Extrait de page
+++++

Recours pour les victimes de pratiques anticoncurrentielles

victimes de pratiques anticoncurrentiellesUn nouveau cadre juridique permettant d’indemniser les victimes de pratiques anticoncurrentielles a été mis en place en droit français. Il s’agit de l’ordonnance 2017-303 du 9 mars 2017 et du décret n°2017-305 du 9 mars 2017, qui transposent la directive 2014/104/UE, créent un nouveau cadre juridique visant à protéger les entreprises.

Les recours des victimes de pratiques anticoncurrentielles

L’objectif est double : d’une part, faciliter l’indemnisation des entreprises victimes de pratiques anticoncurrentielles qui subissent un préjudice économique et, d’autre part, renforcer l’effet dissuasif du droit de la concurrence.

Depuis 2014, les entreprises victimes de pratiques anticoncurrentielles peuvent saisir les juridictions nationales compétentes afin de demander le paiement de dommages et intérêts aux personnes sanctionnées pour des pratiques anticoncurrentielles.

Toutefois, cette possibilité reste à l’heure actuelle peu utilisée essentiellement à cause de la difficulté, pour les victimes de pratiques anticoncurrentielles, de démontrer la violation du droit de la concurrence par l’entreprise auteur de la pratique illicite.

Consciente de ces difficultés, l’Union européenne a élaboré ce nouveau cadre juridique, entré en vigueur en France le 11 mars 2017, afin notamment d’aménager les règles de preuve.

Aménagement de la preuve

Afin d’accélérer et de simplifier les actions en paiement de dommages et intérêts, le nouveau cadre juridique aménage les règles de preuve relatives aux infractions au droit de la concurrence.

En effet, l’article L.481-2 du Code de commerce dispose qu’une pratique anticoncurrentielle est présumée établie de manière irréfragable à l’égard de l’entreprise fautive dès lors que son existence est constatée par une décision de l’Autorité de la concurrence.

+++++

Consigne A
Traduisez en anglais la phrase suivante de l'extrait sur les recours des victimes de pratiques anticoncurrentielles : « L’objectif est double : d’une part, faciliter l’indemnisation des entreprises victimes de pratiques anticoncurrentielles qui subissent un préjudice économique et, d’autre part, renforcer l’effet dissuasif du droit de la concurrence. »

Enregistrements d'étiquetage de contours

+++++

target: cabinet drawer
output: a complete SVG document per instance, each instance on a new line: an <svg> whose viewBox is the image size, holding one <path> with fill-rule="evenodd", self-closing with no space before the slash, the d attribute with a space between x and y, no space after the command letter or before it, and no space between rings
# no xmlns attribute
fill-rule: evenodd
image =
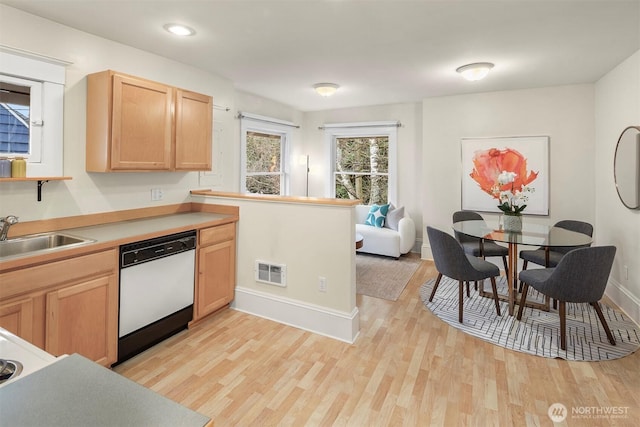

+++++

Consigne B
Reproduisez à l'identique toutes les lignes des enregistrements ci-dessus. Laissez les images de côté.

Réponse attendue A
The objective is twofold: on the one hand, to facilitate compensation for businesses that are victims of anticompetitive practices and suffer economic harm and, on the other hand, to strengthen the deterrent effect of competition law.

Réponse attendue B
target: cabinet drawer
output: a complete SVG document per instance, each instance on a new line: an <svg> whose viewBox is the image size, holding one <path> with fill-rule="evenodd", self-closing with no space before the slash, the d attribute with a space between x and y, no space after the command letter or before it, and no space between rings
# no xmlns attribute
fill-rule: evenodd
image =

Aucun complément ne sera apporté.